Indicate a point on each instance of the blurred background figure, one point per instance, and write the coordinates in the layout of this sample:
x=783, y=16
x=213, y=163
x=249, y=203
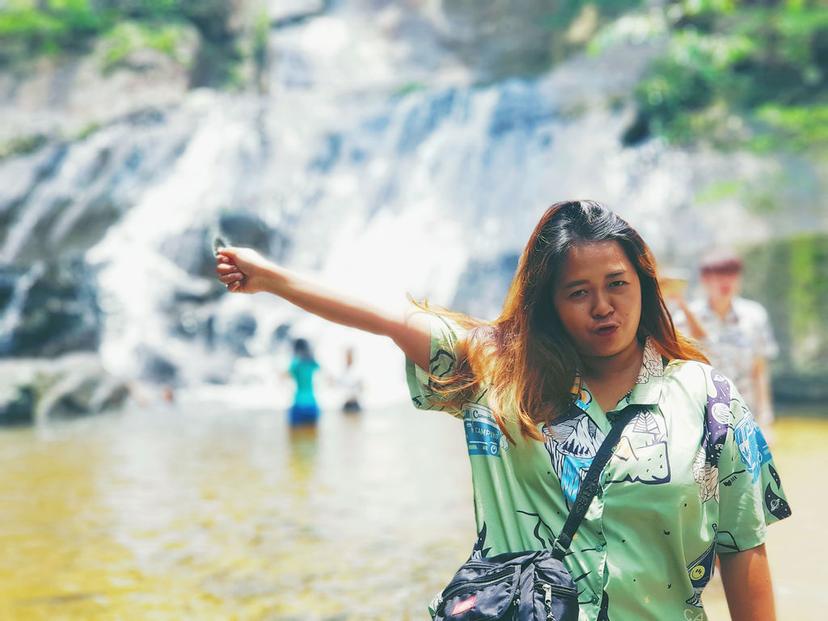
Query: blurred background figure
x=305, y=410
x=351, y=384
x=735, y=333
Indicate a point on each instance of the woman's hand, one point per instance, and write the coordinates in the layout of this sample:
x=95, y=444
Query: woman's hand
x=243, y=270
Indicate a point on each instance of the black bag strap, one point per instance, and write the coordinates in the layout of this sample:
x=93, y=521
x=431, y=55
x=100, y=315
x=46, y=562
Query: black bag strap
x=590, y=484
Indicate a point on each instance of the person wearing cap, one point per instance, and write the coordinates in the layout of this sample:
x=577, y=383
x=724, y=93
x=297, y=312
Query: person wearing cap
x=734, y=332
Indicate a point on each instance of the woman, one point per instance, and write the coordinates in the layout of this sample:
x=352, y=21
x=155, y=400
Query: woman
x=304, y=410
x=584, y=333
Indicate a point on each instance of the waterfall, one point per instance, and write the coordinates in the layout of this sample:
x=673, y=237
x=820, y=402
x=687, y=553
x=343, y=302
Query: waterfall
x=383, y=168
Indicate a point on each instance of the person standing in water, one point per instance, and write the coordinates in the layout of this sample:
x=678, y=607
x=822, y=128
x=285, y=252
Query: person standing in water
x=351, y=385
x=303, y=366
x=583, y=336
x=735, y=333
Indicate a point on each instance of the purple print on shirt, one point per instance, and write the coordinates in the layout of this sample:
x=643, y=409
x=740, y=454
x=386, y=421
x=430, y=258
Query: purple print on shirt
x=717, y=419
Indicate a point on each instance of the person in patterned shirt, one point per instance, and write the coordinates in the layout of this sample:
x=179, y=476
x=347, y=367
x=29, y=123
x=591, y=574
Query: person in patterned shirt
x=585, y=334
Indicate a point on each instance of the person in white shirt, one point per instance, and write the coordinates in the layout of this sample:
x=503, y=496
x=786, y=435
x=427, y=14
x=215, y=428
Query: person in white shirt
x=734, y=332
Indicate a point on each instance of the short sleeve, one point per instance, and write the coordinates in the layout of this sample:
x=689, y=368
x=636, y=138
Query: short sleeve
x=750, y=490
x=445, y=336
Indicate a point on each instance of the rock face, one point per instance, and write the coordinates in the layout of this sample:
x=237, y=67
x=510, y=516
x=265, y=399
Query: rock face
x=50, y=310
x=67, y=387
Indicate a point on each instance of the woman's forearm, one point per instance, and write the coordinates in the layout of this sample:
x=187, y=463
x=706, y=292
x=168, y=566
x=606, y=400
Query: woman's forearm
x=244, y=270
x=326, y=302
x=747, y=584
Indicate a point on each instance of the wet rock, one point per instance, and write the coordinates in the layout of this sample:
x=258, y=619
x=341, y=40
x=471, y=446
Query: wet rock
x=157, y=368
x=16, y=405
x=34, y=389
x=49, y=309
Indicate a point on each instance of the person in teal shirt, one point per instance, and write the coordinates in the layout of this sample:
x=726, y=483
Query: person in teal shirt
x=303, y=366
x=584, y=334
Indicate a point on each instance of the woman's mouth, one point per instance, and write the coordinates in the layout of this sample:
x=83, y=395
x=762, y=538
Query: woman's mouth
x=608, y=330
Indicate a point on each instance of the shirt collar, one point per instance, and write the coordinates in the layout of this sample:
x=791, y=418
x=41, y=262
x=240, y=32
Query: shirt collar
x=647, y=388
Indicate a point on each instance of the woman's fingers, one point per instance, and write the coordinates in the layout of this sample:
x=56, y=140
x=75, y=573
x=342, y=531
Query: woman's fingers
x=226, y=268
x=231, y=278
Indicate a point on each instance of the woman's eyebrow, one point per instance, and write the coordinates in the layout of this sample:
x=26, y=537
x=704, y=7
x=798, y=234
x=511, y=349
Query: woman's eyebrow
x=577, y=283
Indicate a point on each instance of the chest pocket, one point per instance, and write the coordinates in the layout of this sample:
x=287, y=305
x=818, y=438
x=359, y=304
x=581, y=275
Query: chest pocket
x=641, y=455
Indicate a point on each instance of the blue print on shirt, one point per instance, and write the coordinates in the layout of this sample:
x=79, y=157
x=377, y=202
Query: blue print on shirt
x=483, y=436
x=572, y=444
x=753, y=448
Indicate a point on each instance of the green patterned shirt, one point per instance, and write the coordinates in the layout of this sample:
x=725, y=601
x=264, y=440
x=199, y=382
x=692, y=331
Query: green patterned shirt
x=691, y=477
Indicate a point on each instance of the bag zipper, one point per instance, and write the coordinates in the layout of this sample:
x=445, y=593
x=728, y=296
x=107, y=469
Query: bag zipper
x=547, y=600
x=471, y=584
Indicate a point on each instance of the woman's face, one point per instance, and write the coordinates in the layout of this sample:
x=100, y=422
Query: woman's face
x=598, y=298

..........

▶ **Work to complete**:
Please set out the lines from the one containing "Indicate a point on each instance of the woman's face, one" through the end of the entries as a Markdown table with columns named "Row" and "Line", skipping any blank lines.

▶ **Worked solution**:
| Row | Line |
|---|---|
| 1 | Indicate a point on each instance of the woman's face, one point per instance, and write the coordinates in the layout of this sample: |
| 2 | x=100, y=422 |
| 3 | Query: woman's face |
| 4 | x=598, y=298 |